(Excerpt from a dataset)
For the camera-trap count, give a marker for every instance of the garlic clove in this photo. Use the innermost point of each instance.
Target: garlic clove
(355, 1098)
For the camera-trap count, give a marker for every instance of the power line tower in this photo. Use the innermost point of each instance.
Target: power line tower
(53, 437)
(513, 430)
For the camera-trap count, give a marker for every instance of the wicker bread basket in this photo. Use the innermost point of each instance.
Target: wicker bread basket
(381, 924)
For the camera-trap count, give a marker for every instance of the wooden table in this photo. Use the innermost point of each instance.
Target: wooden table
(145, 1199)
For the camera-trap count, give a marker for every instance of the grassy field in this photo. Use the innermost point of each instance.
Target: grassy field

_Direction:_
Return the lines above exactly, keeping every word.

_Answer for the task:_
For the camera-trap count, give a marker for every instance of the garlic clove in this photo. Use the innermost point of each instance.
Target: garlic clove
(355, 1098)
For the camera-trap count, give a marker for every instance of the power line tower in this photo. Use the innermost point of each instance.
Target: power line tower
(53, 437)
(513, 430)
For the camera-trap count, give a marker for every instance of the wicker bread basket in this photo. Use the innermost point of each instance.
Target: wicker bread basket
(381, 924)
For the camera-trap count, give a marker for every instance of the wooden table in this photo. Use the innermost point of each instance.
Target: wooden table
(145, 1199)
For the camera-trap count, give a marker for every instance of the grassy field in this photo. Use the innermost point of each instance.
Target: grassy field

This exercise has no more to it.